■ Übungsdaten ■
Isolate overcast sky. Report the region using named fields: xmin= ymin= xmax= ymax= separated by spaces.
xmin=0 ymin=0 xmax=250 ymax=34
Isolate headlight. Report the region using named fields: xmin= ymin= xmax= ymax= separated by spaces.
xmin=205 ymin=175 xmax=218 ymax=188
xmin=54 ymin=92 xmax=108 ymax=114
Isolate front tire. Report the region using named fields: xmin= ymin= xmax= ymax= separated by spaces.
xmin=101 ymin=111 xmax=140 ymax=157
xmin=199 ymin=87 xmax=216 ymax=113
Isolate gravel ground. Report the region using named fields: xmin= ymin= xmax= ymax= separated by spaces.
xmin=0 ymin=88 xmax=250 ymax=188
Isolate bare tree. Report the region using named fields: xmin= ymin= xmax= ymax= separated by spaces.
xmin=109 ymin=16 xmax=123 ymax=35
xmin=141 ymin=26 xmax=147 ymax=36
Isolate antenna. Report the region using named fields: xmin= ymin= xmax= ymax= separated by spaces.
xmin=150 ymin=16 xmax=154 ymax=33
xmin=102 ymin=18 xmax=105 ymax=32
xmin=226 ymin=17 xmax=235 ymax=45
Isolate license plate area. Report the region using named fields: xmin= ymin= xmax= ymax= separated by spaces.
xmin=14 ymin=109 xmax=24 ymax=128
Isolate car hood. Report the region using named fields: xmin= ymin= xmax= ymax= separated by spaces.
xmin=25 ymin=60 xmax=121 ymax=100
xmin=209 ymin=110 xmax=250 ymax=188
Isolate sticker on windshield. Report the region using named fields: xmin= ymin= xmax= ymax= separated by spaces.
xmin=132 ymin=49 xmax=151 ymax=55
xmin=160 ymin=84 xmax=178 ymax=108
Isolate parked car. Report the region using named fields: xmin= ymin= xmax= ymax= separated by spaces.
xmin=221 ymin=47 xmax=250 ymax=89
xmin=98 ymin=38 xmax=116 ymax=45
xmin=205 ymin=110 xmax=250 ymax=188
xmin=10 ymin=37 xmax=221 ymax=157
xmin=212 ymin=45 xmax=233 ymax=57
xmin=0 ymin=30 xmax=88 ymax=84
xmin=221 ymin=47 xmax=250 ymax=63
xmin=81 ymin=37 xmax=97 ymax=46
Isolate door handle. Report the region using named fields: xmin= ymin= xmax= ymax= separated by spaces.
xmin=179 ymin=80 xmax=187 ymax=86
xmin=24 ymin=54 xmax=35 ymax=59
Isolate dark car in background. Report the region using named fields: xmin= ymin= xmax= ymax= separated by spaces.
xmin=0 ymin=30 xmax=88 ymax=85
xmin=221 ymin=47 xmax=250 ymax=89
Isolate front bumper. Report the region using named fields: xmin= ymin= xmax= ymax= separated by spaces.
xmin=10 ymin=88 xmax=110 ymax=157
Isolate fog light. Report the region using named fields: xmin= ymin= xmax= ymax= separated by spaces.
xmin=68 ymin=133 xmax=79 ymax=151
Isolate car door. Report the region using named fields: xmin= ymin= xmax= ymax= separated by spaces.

■ Aufgabendetails ■
Geben Sie den Abschnitt der Daten von der Zeile mit „Isolate sticker on“ bis einschließlich der Zeile mit „xmin=160 ymin=84 xmax=178 ymax=108“ als zweispaltige CSV mit den Spalten „Anweisung“ und „Antwort“ wieder, eine Zeile je Anweisung. Setzen Sie jedes Feld in Anführungszeichen und ersetzen Sie darin Zeilenumbrüche durch Leerzeichen.

■ Lösung der Aufgabe ■
Anweisung,Antwort
"Isolate sticker on windshield. Report the region using named fields: xmin= ymin= xmax= ymax= separated by spaces.","xmin=132 ymin=49 xmax=151 ymax=55 xmin=160 ymin=84 xmax=178 ymax=108"